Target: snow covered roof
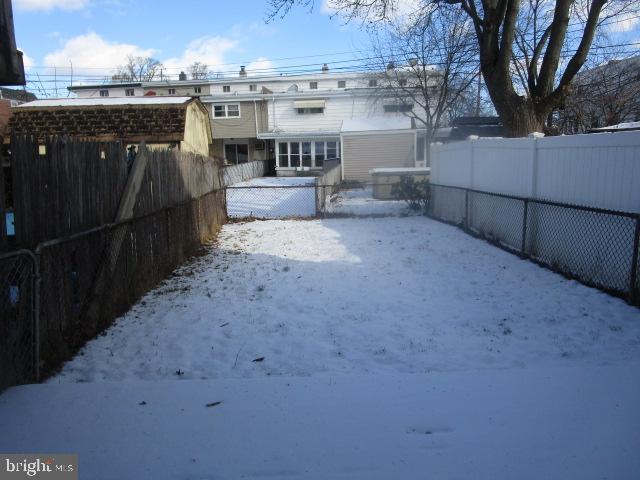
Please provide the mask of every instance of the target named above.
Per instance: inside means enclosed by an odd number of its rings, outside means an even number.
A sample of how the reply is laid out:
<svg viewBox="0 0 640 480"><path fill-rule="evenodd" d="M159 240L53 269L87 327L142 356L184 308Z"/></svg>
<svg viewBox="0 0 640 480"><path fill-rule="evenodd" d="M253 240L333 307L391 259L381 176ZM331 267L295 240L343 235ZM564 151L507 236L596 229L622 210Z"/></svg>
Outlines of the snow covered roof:
<svg viewBox="0 0 640 480"><path fill-rule="evenodd" d="M640 130L640 122L624 122L608 127L592 128L592 132L615 132L617 130Z"/></svg>
<svg viewBox="0 0 640 480"><path fill-rule="evenodd" d="M192 97L99 97L99 98L52 98L23 103L15 108L56 108L56 107L94 107L120 105L179 105L187 103Z"/></svg>
<svg viewBox="0 0 640 480"><path fill-rule="evenodd" d="M342 133L410 130L409 117L369 117L342 121Z"/></svg>

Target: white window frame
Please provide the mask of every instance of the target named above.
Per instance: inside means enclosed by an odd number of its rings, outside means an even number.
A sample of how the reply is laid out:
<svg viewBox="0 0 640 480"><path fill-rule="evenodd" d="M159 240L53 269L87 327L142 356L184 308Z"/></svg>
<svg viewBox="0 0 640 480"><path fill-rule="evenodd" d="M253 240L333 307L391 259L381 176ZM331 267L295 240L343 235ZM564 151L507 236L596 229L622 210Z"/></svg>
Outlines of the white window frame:
<svg viewBox="0 0 640 480"><path fill-rule="evenodd" d="M238 115L229 115L229 107L230 106L237 106L238 107ZM224 116L217 116L216 115L216 107L224 107ZM211 111L213 113L213 119L214 120L222 120L224 118L240 118L242 116L242 112L240 110L240 104L239 103L218 103L216 105L213 105L211 107Z"/></svg>
<svg viewBox="0 0 640 480"><path fill-rule="evenodd" d="M311 166L304 166L302 164L302 144L303 143L311 143ZM283 154L286 155L287 158L287 165L283 166L280 165L280 144L281 143L286 143L287 144L287 153ZM299 157L299 164L296 167L291 167L291 144L298 144L298 157ZM331 160L335 160L337 158L340 158L340 138L339 137L335 137L335 138L301 138L301 139L277 139L275 142L275 147L276 147L276 152L275 152L275 156L276 156L276 165L278 169L281 170L298 170L300 168L322 168L323 165L317 165L316 163L316 143L322 143L324 144L324 159L322 160L322 163L324 165L324 162L327 161L331 161ZM328 157L328 148L327 148L327 144L328 143L335 143L336 144L336 153L335 153L335 157Z"/></svg>

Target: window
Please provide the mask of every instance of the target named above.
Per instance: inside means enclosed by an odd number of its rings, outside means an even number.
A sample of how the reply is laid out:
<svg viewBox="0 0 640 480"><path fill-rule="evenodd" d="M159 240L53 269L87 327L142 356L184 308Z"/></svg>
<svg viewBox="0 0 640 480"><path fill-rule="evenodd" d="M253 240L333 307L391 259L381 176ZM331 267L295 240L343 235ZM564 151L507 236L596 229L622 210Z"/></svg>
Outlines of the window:
<svg viewBox="0 0 640 480"><path fill-rule="evenodd" d="M239 116L240 116L240 104L238 103L213 106L214 118L227 118L227 117L239 117Z"/></svg>
<svg viewBox="0 0 640 480"><path fill-rule="evenodd" d="M278 143L278 167L322 167L326 160L340 156L340 142L293 141Z"/></svg>
<svg viewBox="0 0 640 480"><path fill-rule="evenodd" d="M288 167L289 166L289 144L287 142L279 143L278 151L279 151L278 166Z"/></svg>
<svg viewBox="0 0 640 480"><path fill-rule="evenodd" d="M316 167L324 165L324 142L316 142Z"/></svg>
<svg viewBox="0 0 640 480"><path fill-rule="evenodd" d="M385 113L396 113L396 112L406 113L406 112L411 112L411 111L413 111L413 104L412 103L404 103L404 102L391 103L391 104L387 104L387 105L384 106L384 111L385 111Z"/></svg>
<svg viewBox="0 0 640 480"><path fill-rule="evenodd" d="M302 166L311 166L311 142L302 142Z"/></svg>
<svg viewBox="0 0 640 480"><path fill-rule="evenodd" d="M227 162L237 165L249 161L249 144L247 143L225 143L224 157Z"/></svg>
<svg viewBox="0 0 640 480"><path fill-rule="evenodd" d="M338 158L338 142L327 142L327 159Z"/></svg>
<svg viewBox="0 0 640 480"><path fill-rule="evenodd" d="M290 165L292 167L299 167L300 166L300 144L298 142L293 142L291 144L289 144L290 148L290 154L289 154L289 161L290 161Z"/></svg>
<svg viewBox="0 0 640 480"><path fill-rule="evenodd" d="M227 117L239 117L240 116L240 105L233 104L227 105Z"/></svg>
<svg viewBox="0 0 640 480"><path fill-rule="evenodd" d="M309 113L324 113L324 108L296 108L298 115L307 115Z"/></svg>

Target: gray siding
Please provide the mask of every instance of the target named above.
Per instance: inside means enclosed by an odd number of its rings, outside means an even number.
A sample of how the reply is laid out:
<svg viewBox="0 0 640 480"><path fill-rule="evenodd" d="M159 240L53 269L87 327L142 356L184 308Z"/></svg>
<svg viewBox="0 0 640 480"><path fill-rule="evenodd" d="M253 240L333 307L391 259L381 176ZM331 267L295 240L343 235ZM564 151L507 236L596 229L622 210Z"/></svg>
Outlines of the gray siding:
<svg viewBox="0 0 640 480"><path fill-rule="evenodd" d="M371 133L342 136L345 180L371 181L372 168L414 167L415 133Z"/></svg>
<svg viewBox="0 0 640 480"><path fill-rule="evenodd" d="M215 118L213 105L222 103L239 103L239 118ZM209 117L211 118L211 132L213 138L256 138L256 113L258 114L258 132L267 130L267 105L266 102L256 102L255 110L253 102L234 102L229 98L226 102L207 103Z"/></svg>

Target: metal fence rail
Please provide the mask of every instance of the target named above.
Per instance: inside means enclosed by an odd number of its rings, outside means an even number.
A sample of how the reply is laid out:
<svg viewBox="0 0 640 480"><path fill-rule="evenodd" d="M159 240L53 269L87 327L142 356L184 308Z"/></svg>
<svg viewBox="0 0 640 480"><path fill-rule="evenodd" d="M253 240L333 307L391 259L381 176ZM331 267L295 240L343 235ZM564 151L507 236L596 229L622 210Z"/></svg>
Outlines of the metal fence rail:
<svg viewBox="0 0 640 480"><path fill-rule="evenodd" d="M428 214L501 248L640 302L640 215L431 185Z"/></svg>

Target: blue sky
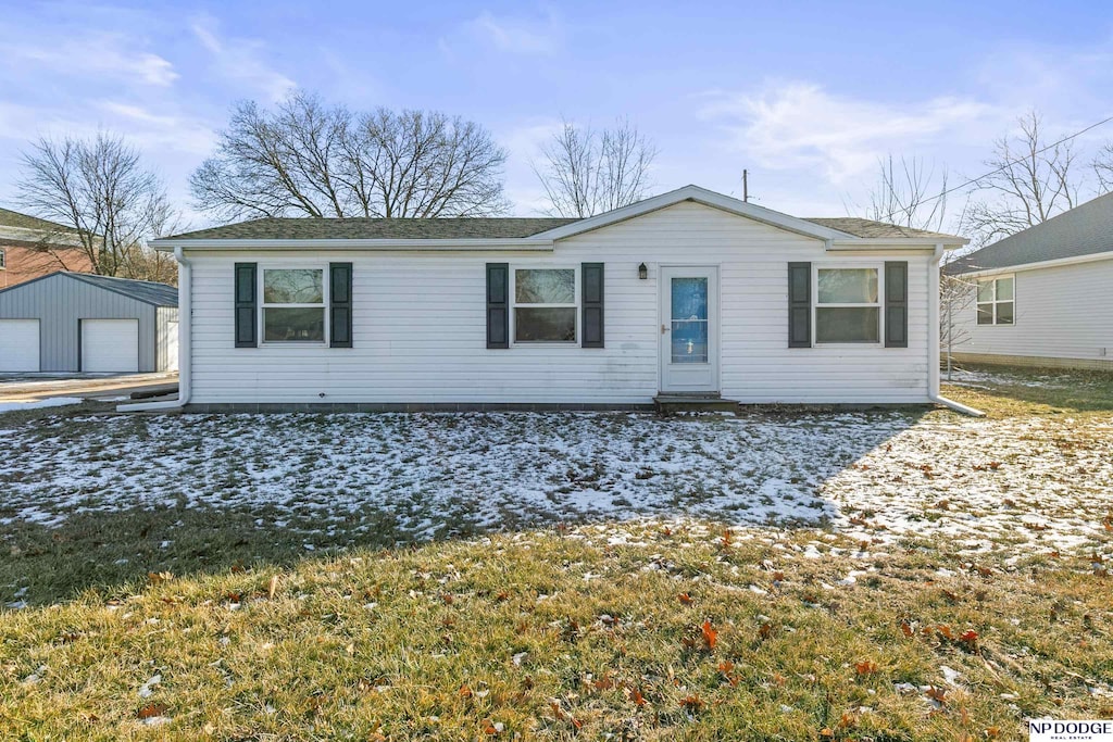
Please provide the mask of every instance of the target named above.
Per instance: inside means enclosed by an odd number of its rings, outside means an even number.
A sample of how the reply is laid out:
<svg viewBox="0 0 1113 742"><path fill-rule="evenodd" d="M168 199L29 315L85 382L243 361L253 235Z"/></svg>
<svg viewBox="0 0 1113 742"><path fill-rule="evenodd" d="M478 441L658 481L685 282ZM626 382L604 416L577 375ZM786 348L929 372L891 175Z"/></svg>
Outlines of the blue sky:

## Brief
Reproduce all of the data above word for word, omitting the pictures.

## Exercise output
Target: snow covered roof
Please provide the mask of every instance of the target named above.
Per instance: inside means enclosed by an odd number of its rings, outside means an even number.
A sample of how the reply is laid out:
<svg viewBox="0 0 640 480"><path fill-rule="evenodd" d="M159 240L53 269L87 327L142 356L184 308Z"/></svg>
<svg viewBox="0 0 640 480"><path fill-rule="evenodd" d="M253 240L333 307L391 259L381 176ZM331 267L295 240L343 235ZM564 151L507 236L596 229L622 210Z"/></svg>
Outlines of the snow covered roof:
<svg viewBox="0 0 640 480"><path fill-rule="evenodd" d="M640 130L640 122L624 122L608 127L592 128L592 132L615 132L617 130Z"/></svg>
<svg viewBox="0 0 640 480"><path fill-rule="evenodd" d="M192 97L99 97L99 98L52 98L23 103L15 108L56 108L56 107L94 107L120 105L179 105L187 103Z"/></svg>
<svg viewBox="0 0 640 480"><path fill-rule="evenodd" d="M342 133L410 130L409 117L369 117L342 121Z"/></svg>

Target: white window frame
Please provide the mask of every instance of the target named above.
Per instance: inside means enclosed by an odd number of its rings, outside means an even number.
A sample of how the reply is laid out:
<svg viewBox="0 0 640 480"><path fill-rule="evenodd" d="M159 240L53 269L87 327L142 356L184 308Z"/></svg>
<svg viewBox="0 0 640 480"><path fill-rule="evenodd" d="M253 240L333 307L391 259L381 176ZM331 267L295 240L343 235ZM564 151L507 236L596 229L622 210Z"/></svg>
Outlines of the white window frame:
<svg viewBox="0 0 640 480"><path fill-rule="evenodd" d="M238 115L229 115L229 107L230 106L237 106L238 107ZM224 116L217 116L216 115L216 107L224 107ZM211 111L213 113L213 119L214 120L222 120L224 118L240 118L242 116L242 112L240 110L240 104L239 103L218 103L216 105L213 105L211 107Z"/></svg>
<svg viewBox="0 0 640 480"><path fill-rule="evenodd" d="M311 166L304 166L302 164L302 144L303 143L311 143ZM283 154L286 155L287 158L287 165L283 166L280 165L280 144L281 143L286 143L287 144L287 153ZM299 157L299 164L296 167L291 167L291 144L298 144L298 157ZM331 160L335 160L337 158L340 158L340 138L339 137L335 137L335 138L301 138L301 139L277 139L275 142L275 147L276 147L276 152L275 152L275 156L276 156L276 165L278 169L281 170L298 170L300 168L322 168L323 165L317 165L316 163L316 143L322 143L324 144L324 159L322 160L322 163L324 165L324 162L327 161L331 161ZM328 157L328 148L327 148L327 144L328 143L335 143L336 144L336 153L335 153L335 157Z"/></svg>

Target: window
Please provide the mask of every instance of the target named above.
Per instance: inside means enclosed by an odd number of its rings, outside means an even number.
A sample of how the reply is laid out:
<svg viewBox="0 0 640 480"><path fill-rule="evenodd" d="M159 240L53 269L87 327L142 356L184 308Z"/></svg>
<svg viewBox="0 0 640 480"><path fill-rule="evenodd" d="M253 240L333 307L391 259L381 176ZM331 267L295 240L343 235ZM564 151L507 236L596 229L622 210Z"/></svg>
Outlines of the window:
<svg viewBox="0 0 640 480"><path fill-rule="evenodd" d="M239 116L240 116L240 104L238 103L213 106L214 118L227 118L227 117L239 117Z"/></svg>
<svg viewBox="0 0 640 480"><path fill-rule="evenodd" d="M278 143L278 167L322 167L326 160L340 156L340 142L293 141Z"/></svg>
<svg viewBox="0 0 640 480"><path fill-rule="evenodd" d="M288 167L289 166L289 144L287 142L279 143L278 151L279 151L278 166Z"/></svg>
<svg viewBox="0 0 640 480"><path fill-rule="evenodd" d="M316 167L324 165L324 142L316 142Z"/></svg>
<svg viewBox="0 0 640 480"><path fill-rule="evenodd" d="M385 113L396 113L396 112L406 113L406 112L411 112L411 111L413 111L413 104L412 103L404 103L404 102L391 103L391 104L387 104L387 105L384 106L384 111L385 111Z"/></svg>
<svg viewBox="0 0 640 480"><path fill-rule="evenodd" d="M302 166L311 166L311 142L302 142Z"/></svg>
<svg viewBox="0 0 640 480"><path fill-rule="evenodd" d="M227 162L237 165L249 161L249 144L247 143L225 143L224 157Z"/></svg>
<svg viewBox="0 0 640 480"><path fill-rule="evenodd" d="M338 158L338 142L327 142L327 159Z"/></svg>
<svg viewBox="0 0 640 480"><path fill-rule="evenodd" d="M290 165L292 167L299 167L300 166L300 144L298 142L293 142L291 144L289 144L290 148L290 154L289 154L289 161L290 161Z"/></svg>
<svg viewBox="0 0 640 480"><path fill-rule="evenodd" d="M227 117L239 117L240 116L240 105L233 104L227 105Z"/></svg>
<svg viewBox="0 0 640 480"><path fill-rule="evenodd" d="M309 113L324 113L324 108L296 108L298 115L307 115Z"/></svg>

Target: gray siding
Please provide the mask of every instance of the target named above.
Per instance: inside means enclosed by an odd number of its rings, outside means an even number.
A sample of how the reply is laid out:
<svg viewBox="0 0 640 480"><path fill-rule="evenodd" d="M159 240L53 269L87 327L142 356L184 308Z"/></svg>
<svg viewBox="0 0 640 480"><path fill-rule="evenodd" d="M253 240L333 307L391 259L381 176ZM331 267L295 240L343 235ZM564 151L507 236L596 229L622 210Z"/></svg>
Outlines of the gray siding:
<svg viewBox="0 0 640 480"><path fill-rule="evenodd" d="M371 133L342 136L345 180L371 181L372 168L414 167L415 133Z"/></svg>
<svg viewBox="0 0 640 480"><path fill-rule="evenodd" d="M215 118L213 105L222 103L239 103L239 118ZM209 117L211 118L211 132L213 138L256 138L256 113L258 114L258 132L267 130L267 105L266 102L256 102L255 110L253 102L234 102L229 98L226 102L207 103Z"/></svg>

Target: metal fence rail
Please provide the mask of every instance of the target named above.
Per instance: inside means enclosed by an odd number of its rings, outside means an even number.
A sample of how the reply is laid out:
<svg viewBox="0 0 640 480"><path fill-rule="evenodd" d="M159 240L53 269L87 327L142 356L184 308Z"/></svg>
<svg viewBox="0 0 640 480"><path fill-rule="evenodd" d="M253 240L333 307L391 259L381 176ZM331 267L295 240L343 235ZM564 151L507 236L596 229L622 210Z"/></svg>
Outlines of the metal fence rail:
<svg viewBox="0 0 640 480"><path fill-rule="evenodd" d="M428 214L501 248L640 302L640 215L431 185Z"/></svg>

Target: blue sky
Please provide the mask of every instance of the target named above.
Per instance: inside means enclosed by an odd number of its rings, outside means an even number.
A sample of how the reply is laid out:
<svg viewBox="0 0 1113 742"><path fill-rule="evenodd" d="M168 199L29 315L85 382L243 361L253 235Z"/></svg>
<svg viewBox="0 0 1113 742"><path fill-rule="evenodd" d="M478 441L658 481L685 282ZM626 382L604 416L577 375ZM786 348L929 372L891 175Z"/></svg>
Outlines of the blue sky:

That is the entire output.